• **Objective**:
Change every "marker" to "dot" in the listing lines running from the one containing "[point] every instance of the hanging" through the end of the listing, inclusive. Reproduce only those lines, leaving everything else in them unchanged.

• **Extracted data entries**:
......

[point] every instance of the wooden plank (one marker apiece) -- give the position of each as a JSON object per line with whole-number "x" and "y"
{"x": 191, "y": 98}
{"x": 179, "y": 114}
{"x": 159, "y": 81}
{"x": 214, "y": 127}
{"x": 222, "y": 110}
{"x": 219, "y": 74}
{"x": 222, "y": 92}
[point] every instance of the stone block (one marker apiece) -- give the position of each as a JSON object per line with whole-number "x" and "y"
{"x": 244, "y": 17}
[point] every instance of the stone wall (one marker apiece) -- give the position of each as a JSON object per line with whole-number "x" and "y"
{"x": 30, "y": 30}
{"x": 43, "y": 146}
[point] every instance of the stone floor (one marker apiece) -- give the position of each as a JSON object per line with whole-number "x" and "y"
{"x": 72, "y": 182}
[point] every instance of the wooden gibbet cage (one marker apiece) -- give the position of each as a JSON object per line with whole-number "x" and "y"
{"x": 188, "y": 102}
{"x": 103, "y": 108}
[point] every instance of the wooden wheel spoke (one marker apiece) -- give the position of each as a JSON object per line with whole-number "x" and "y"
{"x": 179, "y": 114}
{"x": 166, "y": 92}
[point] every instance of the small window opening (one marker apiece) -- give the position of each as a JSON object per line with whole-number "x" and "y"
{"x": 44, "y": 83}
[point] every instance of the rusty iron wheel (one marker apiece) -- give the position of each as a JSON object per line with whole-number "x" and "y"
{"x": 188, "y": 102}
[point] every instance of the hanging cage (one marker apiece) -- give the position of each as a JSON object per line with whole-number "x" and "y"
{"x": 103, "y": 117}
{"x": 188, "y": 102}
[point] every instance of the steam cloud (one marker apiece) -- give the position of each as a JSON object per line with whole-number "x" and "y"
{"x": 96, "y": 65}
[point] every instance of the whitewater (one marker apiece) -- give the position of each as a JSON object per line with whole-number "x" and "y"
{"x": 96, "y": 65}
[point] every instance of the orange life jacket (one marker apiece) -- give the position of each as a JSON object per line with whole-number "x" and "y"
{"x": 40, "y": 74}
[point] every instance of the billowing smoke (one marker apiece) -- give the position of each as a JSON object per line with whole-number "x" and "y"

......

• **Result of this exercise**:
[point] every instance of the hanging cage (one dot apiece) -- give the position of each as a JSON object per line with whole-number "x" and "y"
{"x": 103, "y": 117}
{"x": 188, "y": 102}
[point] every instance of the steam cloud (one dot apiece) -- give the position of each as a JSON object per line with whole-number "x" and "y"
{"x": 96, "y": 65}
[point] every instance of the whitewater (one dot apiece) -- give the position of each as a JSON object per line with whole-number "x" and "y"
{"x": 96, "y": 65}
[point] every instance of the orange life jacket (one dot apiece) -- give the position of each as a JSON object per line with whole-number "x" and "y"
{"x": 40, "y": 74}
[point] every instance of the billowing smoke (one dot apiece) -- give the position of each as a JSON object per line with whole-number "x" and "y"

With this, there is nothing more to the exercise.